**WHAT NEEDS TO BE DONE:** Go through the records below and count every line containing "wall". Reply with the count alone.

**Source data:**
::::::::::

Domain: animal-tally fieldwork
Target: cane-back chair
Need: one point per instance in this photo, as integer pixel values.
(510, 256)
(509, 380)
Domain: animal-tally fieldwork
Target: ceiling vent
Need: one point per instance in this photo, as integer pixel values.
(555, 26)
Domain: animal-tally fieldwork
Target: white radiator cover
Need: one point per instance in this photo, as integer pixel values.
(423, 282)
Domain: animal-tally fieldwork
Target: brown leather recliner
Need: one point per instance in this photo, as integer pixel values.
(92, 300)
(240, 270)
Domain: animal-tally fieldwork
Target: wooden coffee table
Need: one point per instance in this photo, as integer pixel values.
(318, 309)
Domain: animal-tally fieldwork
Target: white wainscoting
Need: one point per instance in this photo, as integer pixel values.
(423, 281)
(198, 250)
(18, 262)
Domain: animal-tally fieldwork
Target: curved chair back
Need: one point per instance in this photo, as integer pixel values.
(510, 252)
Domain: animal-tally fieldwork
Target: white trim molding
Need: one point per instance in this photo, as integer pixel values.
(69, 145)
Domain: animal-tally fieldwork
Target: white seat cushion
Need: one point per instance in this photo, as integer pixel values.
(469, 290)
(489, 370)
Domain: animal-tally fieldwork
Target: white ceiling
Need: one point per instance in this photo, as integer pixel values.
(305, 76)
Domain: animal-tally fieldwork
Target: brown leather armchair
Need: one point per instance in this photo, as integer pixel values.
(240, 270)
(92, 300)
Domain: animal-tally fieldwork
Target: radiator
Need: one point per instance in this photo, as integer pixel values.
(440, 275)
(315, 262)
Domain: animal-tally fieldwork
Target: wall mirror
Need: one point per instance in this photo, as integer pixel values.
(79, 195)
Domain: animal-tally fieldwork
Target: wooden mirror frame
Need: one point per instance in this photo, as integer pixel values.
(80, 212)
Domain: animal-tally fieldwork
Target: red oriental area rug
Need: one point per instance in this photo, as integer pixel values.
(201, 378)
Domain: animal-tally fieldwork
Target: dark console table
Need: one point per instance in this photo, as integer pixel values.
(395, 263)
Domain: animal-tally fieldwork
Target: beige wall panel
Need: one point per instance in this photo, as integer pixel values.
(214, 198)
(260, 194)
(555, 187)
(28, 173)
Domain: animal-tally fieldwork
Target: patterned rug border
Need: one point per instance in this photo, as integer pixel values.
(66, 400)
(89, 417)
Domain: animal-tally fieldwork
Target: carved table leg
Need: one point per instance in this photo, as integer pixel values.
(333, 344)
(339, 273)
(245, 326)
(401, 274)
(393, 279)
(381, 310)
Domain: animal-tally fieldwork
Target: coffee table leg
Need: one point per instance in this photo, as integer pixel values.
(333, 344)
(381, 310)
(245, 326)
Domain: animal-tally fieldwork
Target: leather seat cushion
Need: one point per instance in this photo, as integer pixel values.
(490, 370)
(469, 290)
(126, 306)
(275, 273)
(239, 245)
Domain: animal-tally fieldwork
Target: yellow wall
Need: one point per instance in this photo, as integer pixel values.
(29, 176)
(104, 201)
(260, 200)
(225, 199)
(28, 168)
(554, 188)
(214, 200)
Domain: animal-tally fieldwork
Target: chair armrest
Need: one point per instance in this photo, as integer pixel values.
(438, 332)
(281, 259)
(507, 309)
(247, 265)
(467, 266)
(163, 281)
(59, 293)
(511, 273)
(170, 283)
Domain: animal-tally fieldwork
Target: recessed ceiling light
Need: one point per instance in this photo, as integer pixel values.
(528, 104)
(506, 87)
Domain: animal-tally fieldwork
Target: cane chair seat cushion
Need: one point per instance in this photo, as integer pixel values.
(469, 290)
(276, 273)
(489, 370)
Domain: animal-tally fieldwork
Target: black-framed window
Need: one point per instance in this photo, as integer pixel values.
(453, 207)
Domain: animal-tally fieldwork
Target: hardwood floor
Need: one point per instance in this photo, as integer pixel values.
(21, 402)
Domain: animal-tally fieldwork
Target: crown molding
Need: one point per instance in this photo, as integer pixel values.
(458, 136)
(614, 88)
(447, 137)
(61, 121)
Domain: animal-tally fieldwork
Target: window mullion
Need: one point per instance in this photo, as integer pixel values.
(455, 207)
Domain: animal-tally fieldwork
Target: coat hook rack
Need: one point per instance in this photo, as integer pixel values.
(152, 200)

::::::::::

**EXERCISE SOLUTION:** 3